→ WRITTEN INSTRUCTION 1
Answer these from the chaeto reactor thread:
(a) What did ReefDudes want to free up a sump chamber for?
(b) Which reactor and pump does nc208082 use?
(c) Which light did ReefDudes say had a lot of reds in it?
→ WRITTEN INSTRUCTION 2
Return everything in the chaeto reactor thread from "# DIY Chaeto" down to "chaeto this weekend!".
→ WRITTEN INSTRUCTION 3
Write the next part of the chaeto reactor thread, starting after its last post.

→ TEXT EXCERPT
# DIY Chaeto Reactor



## ReefDudes (Apr 7, 2017)

This was actually an extremely simple build! I wanted to free up a chamber of my sump for a frag section... so I decided to migrate from a standard Refugium to a chaeto reactor! Using an old vertex reactor and some cheap led strip lights I was able to quickly build this awesome chaetomorpha reactor.

I'm actually kind of excited to clean it and see that log go chaeto this weekend!


----------



## CoralConnoisseur (Mar 5, 2014)

I have been debating making one of these for a while. Keep us posted on how productive it is.


----------



## Crayon (Apr 13, 2014)

Hmm,
I'm wondering as well about building one. Update your progress. It seems that most people who use these like the light spectrum skewed towards red.


----------



## ReefDudes (Apr 7, 2017)

Warm white had a lot of reds in it. I was debating swapping lights after a month or so to compare the difference but it had great growth with the warm white already so we shall see! I'll clean it out in the next few days and so an update video on the grown 


Sent from my iPhone using Tapatalk


----------



## someguy (Sep 7, 2009)

Very nice, what kind of flow do you have going through the reactor? glad to hear it doesn't generate much heat, that was my main concern with the setup.


----------



## nc208082 (Jun 27, 2013)

Very nice design. I created one recently as well that is working very effectively. Chaeto has exploded in only a week's time.

My design is very different though. I wanted to do little to no modifications to the reactor and want something that can be cleaned easily. I use a phosban 550 with a maxijet 1200. Red and blue led at a 5:1 ratio. Waterproof leds. Added some old pc fans in case it ever got any heat but runs quite cool.










Sent from my SM-G930W8 using Tapatalk


----------



## ReefDudes (Apr 7, 2017)

someguy said:


> Very nice, what kind of flow do you have going through the reactor? glad to hear it doesn't generate much heat, that was my main concern with the setup.


Thanks. I would say the leds are warm but not hot. Not sure on the flow as it's divided up along the manifold A decent steam

Sent from my iPhone using Tapatalk


----------



## ReefDudes (Apr 7, 2017)

nc208082 said:


> Very nice design. I created one recently as well that is working very effectively. Chaeto has exploded in only a week's time.
> 
> My design is very different though. I wanted to do little to no modifications to the reactor and want something that can be cleaned easily. I use a phosban 550 with a maxijet 1200. Red and blue led at a 5:1 ratio. Waterproof leds. Added some old pc fans in case it ever got any heat but runs quite cool.
> 
> ...

→ DATASET ROWS

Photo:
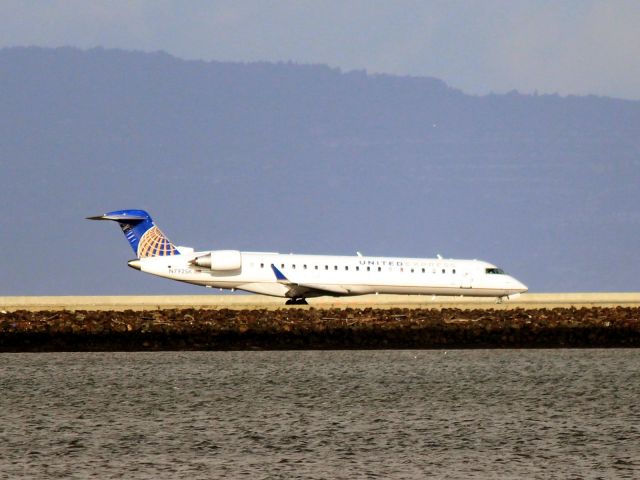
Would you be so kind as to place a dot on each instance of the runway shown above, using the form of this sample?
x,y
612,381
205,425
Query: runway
x,y
252,302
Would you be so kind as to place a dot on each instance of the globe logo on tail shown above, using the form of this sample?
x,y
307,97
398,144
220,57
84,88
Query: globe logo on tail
x,y
154,243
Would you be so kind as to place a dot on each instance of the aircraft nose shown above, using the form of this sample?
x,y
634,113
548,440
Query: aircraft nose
x,y
134,264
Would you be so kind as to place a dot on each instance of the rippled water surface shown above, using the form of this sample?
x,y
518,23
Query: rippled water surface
x,y
327,414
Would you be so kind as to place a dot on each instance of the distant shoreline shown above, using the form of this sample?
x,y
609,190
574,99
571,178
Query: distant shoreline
x,y
241,302
312,328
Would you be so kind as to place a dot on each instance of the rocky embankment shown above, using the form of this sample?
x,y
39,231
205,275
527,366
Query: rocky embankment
x,y
293,328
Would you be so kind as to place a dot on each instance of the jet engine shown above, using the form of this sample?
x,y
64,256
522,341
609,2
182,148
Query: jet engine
x,y
219,260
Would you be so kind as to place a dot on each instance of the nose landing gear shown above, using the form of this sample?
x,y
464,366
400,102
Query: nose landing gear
x,y
297,301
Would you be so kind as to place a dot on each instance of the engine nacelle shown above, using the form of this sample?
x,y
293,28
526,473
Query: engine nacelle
x,y
220,260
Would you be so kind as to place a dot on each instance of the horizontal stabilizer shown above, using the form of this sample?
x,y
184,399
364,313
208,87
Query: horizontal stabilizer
x,y
119,217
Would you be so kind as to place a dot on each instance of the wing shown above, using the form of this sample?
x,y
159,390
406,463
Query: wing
x,y
297,290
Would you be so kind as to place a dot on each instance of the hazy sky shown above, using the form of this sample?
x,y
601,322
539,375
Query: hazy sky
x,y
569,47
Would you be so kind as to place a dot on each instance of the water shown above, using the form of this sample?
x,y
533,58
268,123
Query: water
x,y
324,414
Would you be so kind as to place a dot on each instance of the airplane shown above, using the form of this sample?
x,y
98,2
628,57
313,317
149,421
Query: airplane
x,y
298,277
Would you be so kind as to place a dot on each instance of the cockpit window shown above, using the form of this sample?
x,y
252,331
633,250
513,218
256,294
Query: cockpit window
x,y
494,271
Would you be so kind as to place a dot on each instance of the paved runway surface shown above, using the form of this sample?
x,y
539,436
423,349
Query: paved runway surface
x,y
242,302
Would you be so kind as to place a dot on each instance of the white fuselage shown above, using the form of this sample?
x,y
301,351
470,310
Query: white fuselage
x,y
319,275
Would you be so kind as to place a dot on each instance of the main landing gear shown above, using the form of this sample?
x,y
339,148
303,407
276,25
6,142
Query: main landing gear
x,y
297,301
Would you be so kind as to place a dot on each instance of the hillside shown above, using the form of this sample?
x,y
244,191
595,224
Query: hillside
x,y
305,158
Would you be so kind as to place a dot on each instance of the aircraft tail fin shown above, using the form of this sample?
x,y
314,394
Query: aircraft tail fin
x,y
145,238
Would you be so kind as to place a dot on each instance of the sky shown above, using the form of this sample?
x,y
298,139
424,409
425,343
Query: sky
x,y
568,47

→ OUTPUT 1
(a) A frag section.
(b) A phosban 550 with a maxijet 1200.
(c) Warm white.

→ OUTPUT 2
# DIY Chaeto Reactor



## ReefDudes (Apr 7, 2017)

This was actually an extremely simple build! I wanted to free up a chamber of my sump for a frag section... so I decided to migrate from a standard Refugium to a chaeto reactor! Using an old vertex reactor and some cheap led strip lights I was able to quickly build this awesome chaetomorpha reactor.

I'm actually kind of excited to clean it and see that log go chaeto this weekend!

→ OUTPUT 3
Looks great! I'm still curious if there is a big difference in the red/blue vs the warm white. You may have inspired me to order some and test it

Sent from my iPhone using Tapatalk


----------



## nc208082 (Jun 27, 2013)

ReefDudes said:


> Looks great! I'm still curious if there is a big difference in the red/blue vs the warm white. You may have inspired me to order some and test it
> 
> Sent from my iPhone using Tapatalk


https://www.nano-reef.com/forums/topic/361054-chaeto-led-6500k-vs-red-blue/

I chose based on research I did. Jedimasterben knows his stuff on lighting and especially on LED so I trust with his recomendations.

Sent from my SM-G930W8 using Tapatalk


----------



## samiam (Jan 27, 2009)

looks good nc208082, where did you order the led strip with the custom 5:1 ratio? 

Reefdudes, curious to know if you were able to get your phosphates down to the same level as to what you were getting with the refugium?


----------



## ReefDudes (Apr 7, 2017)

You can get the leds off Amazon 

I'm
Curious too on the phosphate. I'll test it later today 


Sent from my iPhone using Tapatalk


----------



## samiam (Jan 27, 2009)

thanks dude, couple other q's.

are you guys running the lights 24/7? or opposite your display light schedule?

is 1M (3ft) in length enough to wrap around the vertex reactor?

thanks


----------



## nc208082 (Jun 27, 2013)

samiam said:


> looks good nc208082, where did you order the led strip with the custom 5:1 ratio?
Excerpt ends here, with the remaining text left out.